> **GIVEN TASK**
Put the lines below into a JSON list of strings, one string per line, leaving out blank lines and the pictures.

> **RECORDS FOR PROCESSING**
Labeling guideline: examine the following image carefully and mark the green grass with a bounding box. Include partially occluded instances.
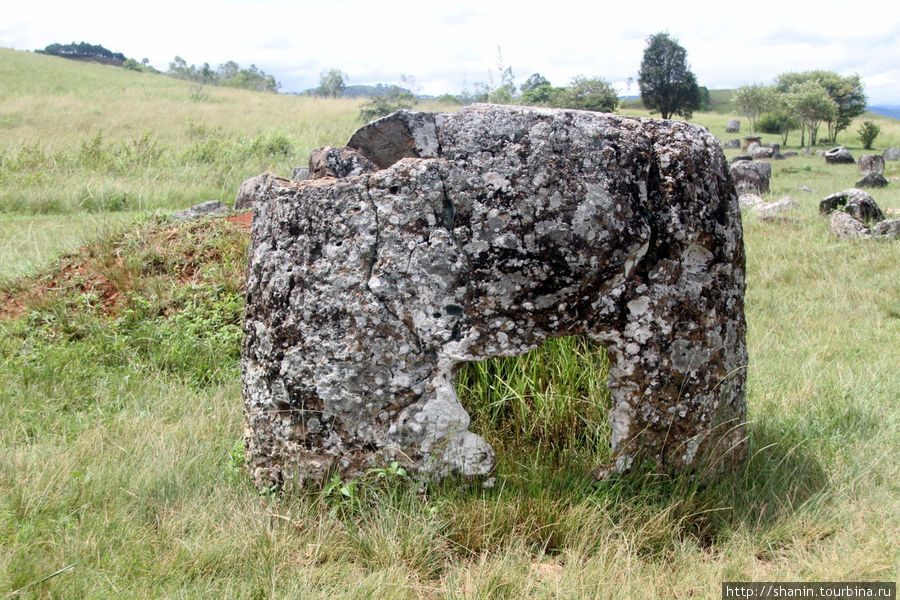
[0,51,900,599]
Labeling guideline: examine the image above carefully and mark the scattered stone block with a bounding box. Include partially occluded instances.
[819,188,884,223]
[829,210,872,240]
[828,146,856,165]
[872,219,900,240]
[731,161,772,194]
[856,173,888,188]
[857,154,884,174]
[172,200,231,221]
[234,172,288,210]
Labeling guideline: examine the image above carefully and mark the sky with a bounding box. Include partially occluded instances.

> **RESPONSE TO THE TASK**
[
  "Labeling guideline: examine the following image carefully and mark the green grass with a bounding box. Include partially occluded instances.",
  "[0,51,900,599]",
  "Labeling guideline: examine the image above carefully and mark the scattered stone block with a bounding box. Include partially occluded instances.",
  "[819,188,884,223]",
  "[829,210,872,240]",
  "[828,146,856,165]",
  "[872,219,900,240]",
  "[731,161,772,194]",
  "[856,173,888,188]",
  "[857,154,884,174]",
  "[172,200,231,221]",
  "[234,172,288,210]",
  "Labeling guideline: examine the image above carefully and mark the sky with a bounding box. Include partially occluded instances."
]